What you are asked to do => An exact copy of every entry below is needed.

Material provided =>
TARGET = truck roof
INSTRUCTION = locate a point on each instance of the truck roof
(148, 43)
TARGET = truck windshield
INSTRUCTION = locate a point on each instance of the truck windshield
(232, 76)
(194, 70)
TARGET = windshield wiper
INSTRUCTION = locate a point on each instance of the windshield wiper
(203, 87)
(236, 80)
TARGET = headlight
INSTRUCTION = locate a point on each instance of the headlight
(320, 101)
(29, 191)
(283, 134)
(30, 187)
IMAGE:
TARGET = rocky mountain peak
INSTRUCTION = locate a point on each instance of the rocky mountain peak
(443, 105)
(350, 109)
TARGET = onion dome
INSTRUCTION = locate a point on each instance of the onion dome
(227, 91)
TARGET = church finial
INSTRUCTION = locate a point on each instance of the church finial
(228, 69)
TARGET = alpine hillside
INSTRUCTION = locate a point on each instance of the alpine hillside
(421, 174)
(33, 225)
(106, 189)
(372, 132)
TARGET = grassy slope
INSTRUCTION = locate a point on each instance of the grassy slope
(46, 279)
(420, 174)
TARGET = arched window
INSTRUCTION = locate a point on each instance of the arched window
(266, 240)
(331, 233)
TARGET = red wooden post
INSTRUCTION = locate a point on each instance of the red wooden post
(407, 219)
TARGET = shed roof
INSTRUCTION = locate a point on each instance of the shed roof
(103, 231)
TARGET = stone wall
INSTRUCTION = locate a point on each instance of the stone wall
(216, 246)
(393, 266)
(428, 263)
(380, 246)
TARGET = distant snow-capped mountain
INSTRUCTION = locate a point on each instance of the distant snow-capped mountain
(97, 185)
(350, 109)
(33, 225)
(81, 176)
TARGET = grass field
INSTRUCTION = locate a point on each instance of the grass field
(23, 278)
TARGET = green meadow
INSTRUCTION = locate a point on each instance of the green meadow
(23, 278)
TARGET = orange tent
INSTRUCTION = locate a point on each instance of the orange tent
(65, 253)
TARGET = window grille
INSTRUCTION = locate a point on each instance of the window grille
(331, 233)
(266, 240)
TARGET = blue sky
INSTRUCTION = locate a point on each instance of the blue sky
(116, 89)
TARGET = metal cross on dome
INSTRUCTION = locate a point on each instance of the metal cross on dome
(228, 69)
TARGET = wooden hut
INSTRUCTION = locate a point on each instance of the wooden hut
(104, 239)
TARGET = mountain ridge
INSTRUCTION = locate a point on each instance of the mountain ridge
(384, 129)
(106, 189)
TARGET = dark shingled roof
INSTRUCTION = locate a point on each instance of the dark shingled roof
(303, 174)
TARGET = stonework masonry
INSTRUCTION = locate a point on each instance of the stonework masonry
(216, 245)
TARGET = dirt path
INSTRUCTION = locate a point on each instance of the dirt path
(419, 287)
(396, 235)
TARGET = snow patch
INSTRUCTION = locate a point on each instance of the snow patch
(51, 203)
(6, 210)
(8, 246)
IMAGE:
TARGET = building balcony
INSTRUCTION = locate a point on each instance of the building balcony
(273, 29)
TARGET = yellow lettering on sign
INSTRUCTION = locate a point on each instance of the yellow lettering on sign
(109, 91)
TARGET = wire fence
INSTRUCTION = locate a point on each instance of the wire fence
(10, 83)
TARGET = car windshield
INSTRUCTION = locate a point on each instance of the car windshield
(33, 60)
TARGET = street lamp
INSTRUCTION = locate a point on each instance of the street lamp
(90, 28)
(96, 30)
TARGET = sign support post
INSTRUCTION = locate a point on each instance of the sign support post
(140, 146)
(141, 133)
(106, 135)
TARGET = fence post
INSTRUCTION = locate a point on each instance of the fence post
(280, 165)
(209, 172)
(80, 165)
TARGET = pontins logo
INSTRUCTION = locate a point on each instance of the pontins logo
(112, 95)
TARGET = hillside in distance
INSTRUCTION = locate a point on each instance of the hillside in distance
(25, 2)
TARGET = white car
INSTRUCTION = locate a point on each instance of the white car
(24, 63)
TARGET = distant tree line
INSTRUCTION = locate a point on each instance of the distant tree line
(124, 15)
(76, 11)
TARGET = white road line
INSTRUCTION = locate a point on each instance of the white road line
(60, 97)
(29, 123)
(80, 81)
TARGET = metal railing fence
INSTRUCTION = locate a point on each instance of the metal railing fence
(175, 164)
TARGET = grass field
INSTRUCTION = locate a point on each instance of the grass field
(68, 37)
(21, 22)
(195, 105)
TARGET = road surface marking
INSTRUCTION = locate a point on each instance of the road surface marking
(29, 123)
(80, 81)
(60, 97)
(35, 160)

Result =>
TARGET = truck roof
INSTRUCTION = locate a point on each instance of the truck roof
(148, 43)
TARGET = truck windshield
INSTRUCTION = locate a point on each instance of the truck windshield
(232, 76)
(194, 70)
TARGET = windshield wiper
INSTRUCTION = locate a point on each instance of the windshield wiper
(203, 87)
(236, 80)
TARGET = headlight
INSTRUCTION = locate a point on each instance of the headlight
(320, 101)
(29, 191)
(283, 134)
(30, 187)
IMAGE:
TARGET = rocky mountain peak
INSTRUCTION = locate a point on each instance of the rocky mountain peak
(443, 105)
(350, 109)
TARGET = onion dome
INSTRUCTION = locate a point on each instance of the onion dome
(227, 91)
TARGET = church finial
INSTRUCTION = locate a point on each instance of the church finial
(228, 69)
TARGET = alpine hillside
INSTRUCTION = locate a point on each instance of the alpine hillside
(421, 174)
(33, 225)
(106, 189)
(372, 132)
TARGET = grassy slope
INSTRUCTION = locate a point on each instance of the grassy slope
(46, 279)
(420, 174)
TARGET = arched window
INSTRUCTION = locate a point on each instance of the arched window
(266, 240)
(331, 233)
TARGET = red wooden post
INSTRUCTION = locate a point on each instance of the red wooden post
(407, 219)
TARGET = shed roof
INSTRUCTION = locate a point on each instance of the shed roof
(103, 231)
TARGET = stone wall
INSTRUCTION = locate a point on each instance of the stone wall
(216, 246)
(393, 266)
(428, 263)
(380, 246)
TARGET = distant snow-capped mountain
INSTRUCTION = locate a point on each instance of the distant snow-capped mountain
(97, 185)
(350, 109)
(33, 225)
(81, 176)
TARGET = grass field
INSTRUCTION = locate a point on each instance of the grass field
(23, 278)
TARGET = green meadow
INSTRUCTION = locate a point on each instance of the green meadow
(23, 278)
TARGET = orange tent
INSTRUCTION = locate a point on each instance of the orange tent
(65, 253)
TARGET = window grille
INSTRUCTION = locate a point on each instance of the window grille
(331, 233)
(266, 240)
TARGET = blue sky
INSTRUCTION = locate a point on each instance of the blue sky
(116, 89)
TARGET = metal cross on dome
INSTRUCTION = locate a point on each instance of the metal cross on dome
(228, 69)
TARGET = wooden hut
INSTRUCTION = locate a point on each instance of the wooden hut
(104, 239)
TARGET = mountain ridge
INSTRUCTION = locate a point on each instance of the mountain ridge
(384, 129)
(106, 189)
TARGET = dark shingled roof
INSTRUCTION = locate a point on each instance of the dark shingled roof
(303, 174)
TARGET = stonework masonry
INSTRUCTION = locate a point on each instance of the stonework masonry
(216, 245)
TARGET = dirt path
INSTRUCTION = locate a point on each instance of the dirt path
(419, 287)
(396, 235)
TARGET = snow patch
INSTRUCTION = locate a point on each instance of the snow patch
(51, 203)
(6, 210)
(8, 246)
IMAGE:
TARGET = building balcony
INSTRUCTION = locate a point on each instance of the building balcony
(273, 29)
TARGET = yellow lettering on sign
INSTRUCTION = locate a point on each instance of the yellow lettering on sign
(109, 91)
TARGET = wire fence
INSTRUCTION = locate a point on each instance of the wire fence
(10, 83)
TARGET = car windshield
INSTRUCTION = locate a point on each instance of the car windshield
(33, 60)
TARGET = street lamp
INSTRUCTION = locate a point on each instance of the street lamp
(90, 28)
(96, 30)
TARGET = sign support post
INSTRUCTION = locate a point on each instance of the sign support post
(140, 146)
(141, 133)
(106, 135)
TARGET = fence post
INSTRUCTION = locate a point on each instance of the fence post
(280, 165)
(209, 172)
(80, 165)
TARGET = pontins logo
INSTRUCTION = locate a point on each instance of the pontins logo
(112, 95)
TARGET = hillside in distance
INSTRUCTION = locate a point on each instance of the hillside in distance
(25, 2)
TARGET = white car
INSTRUCTION = locate a point on each instance of the white car
(24, 63)
TARGET = distant tree line
INSTRUCTION = locate a point on each instance of the distant tree line
(124, 15)
(76, 11)
TARGET = white road line
INSTRUCTION = locate a point on each instance of the white road line
(60, 97)
(29, 123)
(80, 81)
TARGET = metal railing fence
INSTRUCTION = locate a point on each instance of the metal railing fence
(175, 164)
TARGET = grass field
INSTRUCTION = locate a point on each instance of the grass field
(68, 37)
(21, 22)
(195, 105)
TARGET = road surface marking
INSTRUCTION = locate a point on each instance of the road surface marking
(29, 123)
(80, 81)
(60, 97)
(35, 160)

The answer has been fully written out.